▼

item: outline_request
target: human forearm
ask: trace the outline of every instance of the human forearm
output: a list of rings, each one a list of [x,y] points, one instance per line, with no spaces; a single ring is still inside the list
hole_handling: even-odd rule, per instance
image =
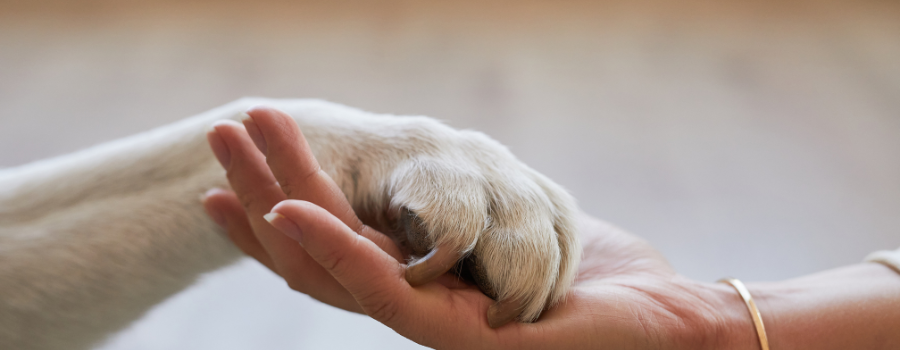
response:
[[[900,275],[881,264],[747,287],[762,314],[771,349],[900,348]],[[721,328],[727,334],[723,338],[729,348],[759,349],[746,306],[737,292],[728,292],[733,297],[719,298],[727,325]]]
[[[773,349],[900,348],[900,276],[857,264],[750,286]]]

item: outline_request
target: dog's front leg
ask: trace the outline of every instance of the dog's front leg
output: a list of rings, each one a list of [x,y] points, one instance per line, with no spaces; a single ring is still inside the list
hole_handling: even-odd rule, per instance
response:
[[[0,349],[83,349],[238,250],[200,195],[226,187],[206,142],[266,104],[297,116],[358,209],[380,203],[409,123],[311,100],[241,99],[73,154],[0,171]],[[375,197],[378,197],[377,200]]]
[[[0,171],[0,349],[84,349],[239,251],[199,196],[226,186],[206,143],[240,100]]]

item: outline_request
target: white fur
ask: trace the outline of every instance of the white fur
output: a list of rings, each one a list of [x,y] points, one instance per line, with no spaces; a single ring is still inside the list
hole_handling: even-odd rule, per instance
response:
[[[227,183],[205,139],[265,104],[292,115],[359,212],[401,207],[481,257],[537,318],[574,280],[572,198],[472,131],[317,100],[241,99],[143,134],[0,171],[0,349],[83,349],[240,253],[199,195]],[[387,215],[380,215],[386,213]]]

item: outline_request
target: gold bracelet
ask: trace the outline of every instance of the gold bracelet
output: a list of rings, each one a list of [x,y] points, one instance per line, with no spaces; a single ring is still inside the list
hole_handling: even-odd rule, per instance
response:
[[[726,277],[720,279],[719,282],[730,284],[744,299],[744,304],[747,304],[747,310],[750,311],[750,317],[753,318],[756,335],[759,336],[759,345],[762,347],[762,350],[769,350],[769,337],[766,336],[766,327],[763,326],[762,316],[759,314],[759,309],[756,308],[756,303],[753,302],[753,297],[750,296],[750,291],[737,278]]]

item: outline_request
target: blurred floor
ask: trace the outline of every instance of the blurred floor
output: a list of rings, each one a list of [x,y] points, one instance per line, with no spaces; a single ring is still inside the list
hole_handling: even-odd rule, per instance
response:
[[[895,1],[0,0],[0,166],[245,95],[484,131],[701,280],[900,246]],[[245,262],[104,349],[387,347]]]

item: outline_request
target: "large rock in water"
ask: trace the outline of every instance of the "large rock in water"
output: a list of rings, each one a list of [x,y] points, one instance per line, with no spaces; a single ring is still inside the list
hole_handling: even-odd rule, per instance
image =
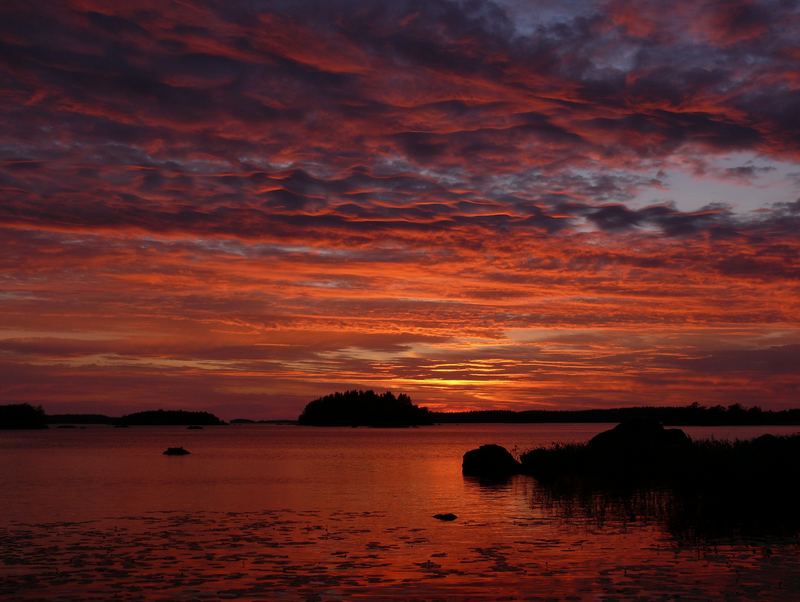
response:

▲

Could the material above be given again in full and exactly, with its pictures left out?

item: outline_request
target: human forearm
ask: trace the outline of every instance of the human forearm
output: a list of rings, each one a list of [x,y] points, one instance per line, with no spaces; a single ring is still inside the list
hole_handling: even-odd rule, per instance
image =
response:
[[[900,275],[881,264],[747,287],[762,314],[771,349],[900,348]],[[721,328],[727,334],[723,338],[729,348],[759,349],[746,306],[737,292],[728,292],[733,297],[719,298],[727,325]]]
[[[773,349],[900,348],[900,276],[857,264],[750,286]]]

item: outline_request
target: dog's front leg
ask: trace the outline of every instance of the dog's front leg
output: a list of rings, each one a list of [x,y] points, one instance per line, with no spaces; a single ring is still inside the list
hole_handling: even-odd rule, per instance
response:
[[[0,349],[83,349],[238,250],[200,195],[226,187],[206,142],[266,104],[297,116],[358,209],[380,203],[409,123],[311,100],[241,99],[73,154],[0,171]],[[375,197],[378,197],[377,200]]]
[[[0,171],[0,349],[84,349],[239,251],[199,196],[226,186],[206,143],[240,100]]]

item: outline_request
target: white fur
ask: trace the outline of every instance of the white fur
output: a list of rings, each one a list of [x,y] points, one instance per line, with no spaces; a single ring is still inside the list
hole_handling: even-odd rule, per instance
response:
[[[227,183],[205,139],[265,104],[292,115],[359,212],[401,207],[481,257],[537,318],[574,280],[572,198],[472,131],[317,100],[241,99],[143,134],[0,171],[0,349],[83,349],[240,253],[199,195]],[[387,215],[380,215],[386,213]]]

item: outline_request
target: gold bracelet
ask: trace the outline of every instance of the gold bracelet
output: a list of rings, each one a list of [x,y] points, one instance per line, with no spaces; a single ring is still inside the list
hole_handling: even-odd rule, per instance
response:
[[[726,277],[720,279],[719,282],[730,284],[744,299],[744,304],[747,304],[747,310],[750,311],[750,317],[753,318],[756,335],[759,336],[759,345],[762,347],[762,350],[769,350],[769,337],[766,336],[766,327],[763,326],[762,316],[759,314],[759,309],[756,308],[756,303],[753,302],[753,297],[750,296],[750,291],[737,278]]]

item: outline_request
target: blurred floor
ask: trace the outline of every instance of the blurred floor
output: a list of rings, each one a list of [x,y] points, one instance per line, with no spaces; a single ring is still inside the list
hole_handling: even-odd rule, per instance
response:
[[[895,1],[0,0],[0,166],[245,95],[484,131],[701,280],[900,246]],[[245,262],[104,349],[387,347]]]

item: outline_request
target: "large rock in water"
ask: trace the outline of every instance of the "large rock in water"
output: a list of rings, each one a list of [x,y] points, one instance per line, with no spaces; a single ring is still inside the list
hole_handling: even-odd rule, per instance
image =
response:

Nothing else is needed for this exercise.